BRIEF 1:
Answer these questions using the article on Ratt's self-titled 1999 album:
(a) Who produced the album?
(b) In which studio was it recorded?
(c) Which bassist makes his first studio-album appearance with the band on this record?
BRIEF 2: Extend the article on Ratt's self-titled 1999 album, starting after its final sentence.

EXTRACT TO READ:
Studio album by Ratt
- Released: July 6, 1999
- Recorded: 1998–1999
- Studio: Rumbo, Los Angeles
- Genre: Hard rock
- Length: 50:42
- Label: Portrait
- Producer: Richie Zito

Ratt chronology
| Collage (1997) | Ratt (1999) | Tell the World: The Very Best of Ratt (2007) |

= Ratt (album) =

Ratt is the sixth studio album by American glam metal band Ratt. Often referred to as "1999" by fans (partially to avoid confusion with their EP, which was also self-titled), the album saw the band's musical direction shift to a more blues-influenced hard rock sound and further away from their previous glam metal roots. This is the first studio album to feature bassist Robbie Crane.

RECORDED DATA:
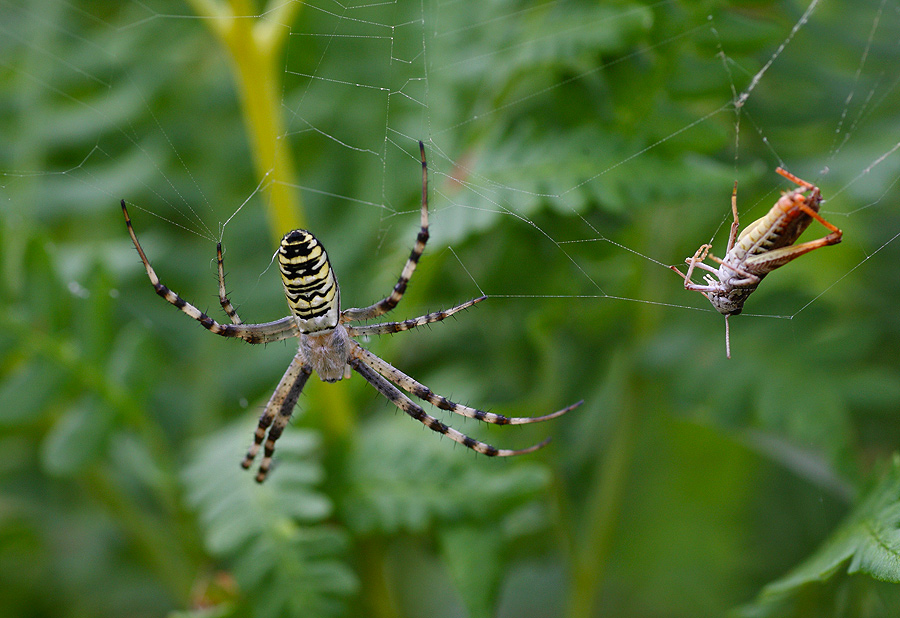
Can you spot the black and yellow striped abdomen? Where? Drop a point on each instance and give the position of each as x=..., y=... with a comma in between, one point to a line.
x=309, y=283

FINAL RESULT 1:
(a) Richie Zito
(b) Rumbo, Los Angeles
(c) Robbie Crane

FINAL RESULT 2:
Professional ratings
Review scores
| Source | Rating |
| AllMusic |  |
| Collector's Guide to Heavy Metal | 8/10 |
| Kerrang! |  |

==Track listing==

| No. | Title | Writer(s) | Length |
|---|---|---|---|
| 1. | "Over the Edge" | Todd Jeremias, Stephen Pearcy, Warren DeMartini | 4:22 |
| 2. | "Live for Today" | Bobby Blotzer, Pearcy, DeMartini, Jack Russell | 4:38 |
| 3. | "Gave Up Givin' Up" | DeMartini, Pearcy, Marti Frederiksen | 4:04 |
| 4. | "We Don't Belong" | DeMartini, Pearcy, Frederiksen | 6:11 |
| 5. | "Breakout" | Blotzer, Pearcy, DeMartini, Russell | 4:24 |
| 6. | "Tug of War" | DeMartini, Pearcy, Taylor Rhodes | 4:17 |
| 7. | "Dead Reckoning" | DeMartini, Pearcy, Jack Blades | 4:32 |
| 8. | "Luv Sick" | DeMartini, Pearcy, Rhodes | 5:09 |
| 9. | "It Ain't Easy" | Pearcy, DeMartini, Rhodes, Richie Zito | 4:02 |
| 10. | "All the Way" | Pearcy, DeMartini, Mark Hudson, Steve Dudas | 4:41 |
| 11. | "So Good, So Fine" | DeMartini, Pearcy | 4:22 |

==Personnel==
- Ratt
- Stephen Pearcy – lead vocals
- Warren DeMartini – guitars, backing vocals
- Robbie Crane – bass guitar, backing vocals
- Bobby Blotzer – drums

- Production
- Richie Zito – producer
- Noel Golden, Shawn Berman – engineers
- Dave Dominguez, Posie Mulaid, Kenny Ybarra – assistant engineers
- Rob Jacobs – mixing
- Mike Shipley – mixing of "Over the Edge"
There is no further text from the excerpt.